Beginning with the line where "point(54, 76)" appears, restate the lines word for word through the last one in the listing.

= Beginning of Section =

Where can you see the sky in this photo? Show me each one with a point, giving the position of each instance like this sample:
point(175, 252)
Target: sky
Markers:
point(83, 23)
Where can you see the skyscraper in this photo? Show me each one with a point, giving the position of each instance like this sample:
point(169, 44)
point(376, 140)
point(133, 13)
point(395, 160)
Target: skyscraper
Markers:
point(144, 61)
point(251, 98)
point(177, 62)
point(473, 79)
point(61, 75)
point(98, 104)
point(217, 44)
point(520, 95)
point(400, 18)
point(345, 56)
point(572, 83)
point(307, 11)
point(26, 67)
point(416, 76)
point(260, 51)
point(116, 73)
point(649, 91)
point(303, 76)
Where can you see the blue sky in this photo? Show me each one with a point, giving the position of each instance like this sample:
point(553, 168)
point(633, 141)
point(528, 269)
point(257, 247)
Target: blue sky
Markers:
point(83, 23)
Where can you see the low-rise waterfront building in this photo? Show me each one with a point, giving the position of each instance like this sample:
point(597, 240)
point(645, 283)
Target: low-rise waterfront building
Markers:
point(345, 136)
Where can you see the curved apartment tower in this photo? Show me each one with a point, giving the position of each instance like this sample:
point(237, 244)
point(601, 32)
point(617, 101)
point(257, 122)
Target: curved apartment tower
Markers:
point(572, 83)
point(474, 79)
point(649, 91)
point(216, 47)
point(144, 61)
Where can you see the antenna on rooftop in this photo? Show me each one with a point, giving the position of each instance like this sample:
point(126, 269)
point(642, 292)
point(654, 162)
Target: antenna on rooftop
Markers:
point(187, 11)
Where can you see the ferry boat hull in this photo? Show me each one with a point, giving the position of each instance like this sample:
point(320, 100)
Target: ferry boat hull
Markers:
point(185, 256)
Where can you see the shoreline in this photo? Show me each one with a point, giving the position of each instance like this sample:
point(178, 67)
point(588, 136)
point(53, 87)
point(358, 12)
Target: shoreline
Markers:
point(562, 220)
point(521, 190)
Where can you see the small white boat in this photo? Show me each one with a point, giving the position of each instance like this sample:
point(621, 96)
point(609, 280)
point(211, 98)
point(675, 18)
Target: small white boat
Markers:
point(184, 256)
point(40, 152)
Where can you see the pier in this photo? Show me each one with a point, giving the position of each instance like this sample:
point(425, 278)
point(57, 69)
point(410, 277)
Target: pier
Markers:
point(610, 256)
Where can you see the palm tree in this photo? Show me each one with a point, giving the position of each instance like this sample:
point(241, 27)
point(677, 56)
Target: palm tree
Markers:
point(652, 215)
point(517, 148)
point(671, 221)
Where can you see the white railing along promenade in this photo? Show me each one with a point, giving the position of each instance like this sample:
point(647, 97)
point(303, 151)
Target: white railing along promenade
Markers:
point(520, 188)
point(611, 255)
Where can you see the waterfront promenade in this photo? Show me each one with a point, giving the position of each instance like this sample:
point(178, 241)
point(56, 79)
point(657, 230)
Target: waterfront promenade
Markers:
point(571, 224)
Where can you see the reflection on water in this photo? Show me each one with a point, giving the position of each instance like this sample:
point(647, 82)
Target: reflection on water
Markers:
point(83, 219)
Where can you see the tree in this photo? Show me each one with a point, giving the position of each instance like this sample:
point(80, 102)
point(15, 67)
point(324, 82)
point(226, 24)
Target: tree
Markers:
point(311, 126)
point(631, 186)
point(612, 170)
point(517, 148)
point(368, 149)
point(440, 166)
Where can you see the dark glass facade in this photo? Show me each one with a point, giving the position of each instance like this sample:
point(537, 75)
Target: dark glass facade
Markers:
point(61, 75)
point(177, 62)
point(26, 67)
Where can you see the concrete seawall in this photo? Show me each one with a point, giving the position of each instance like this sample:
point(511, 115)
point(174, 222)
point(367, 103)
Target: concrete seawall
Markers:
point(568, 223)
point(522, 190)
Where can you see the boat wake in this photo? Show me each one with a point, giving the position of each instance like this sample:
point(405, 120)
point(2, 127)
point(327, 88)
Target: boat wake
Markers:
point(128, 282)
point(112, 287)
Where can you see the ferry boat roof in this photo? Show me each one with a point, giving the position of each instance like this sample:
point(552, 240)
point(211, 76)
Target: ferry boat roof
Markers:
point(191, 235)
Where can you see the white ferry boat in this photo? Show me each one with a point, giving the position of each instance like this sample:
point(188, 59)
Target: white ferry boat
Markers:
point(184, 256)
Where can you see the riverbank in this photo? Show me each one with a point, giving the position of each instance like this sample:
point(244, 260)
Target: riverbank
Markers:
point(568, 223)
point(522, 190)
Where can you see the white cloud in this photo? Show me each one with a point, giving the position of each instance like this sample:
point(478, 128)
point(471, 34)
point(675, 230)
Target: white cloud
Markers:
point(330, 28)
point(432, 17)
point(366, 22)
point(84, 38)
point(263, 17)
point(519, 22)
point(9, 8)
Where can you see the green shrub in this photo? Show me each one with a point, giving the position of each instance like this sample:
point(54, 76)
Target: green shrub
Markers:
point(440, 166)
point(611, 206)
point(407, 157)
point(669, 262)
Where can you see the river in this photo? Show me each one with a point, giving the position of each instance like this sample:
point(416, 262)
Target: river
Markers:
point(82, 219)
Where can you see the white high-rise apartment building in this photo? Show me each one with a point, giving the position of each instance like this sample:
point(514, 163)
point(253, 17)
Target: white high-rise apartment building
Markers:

= End of Section =

#### [Result]
point(54, 76)
Target: green shrub
Markers:
point(440, 166)
point(611, 206)
point(407, 157)
point(669, 262)
Where can you see the river in this photo? Show me each one with a point, giving the position of each instance like this sample:
point(416, 262)
Target: river
Markers:
point(82, 219)
Where can you see the white high-rise apartment building in this photo? Show me each one with a point, giving the position of each instance like this sample:
point(514, 163)
point(253, 17)
Target: white high-rise apartment building
Markers:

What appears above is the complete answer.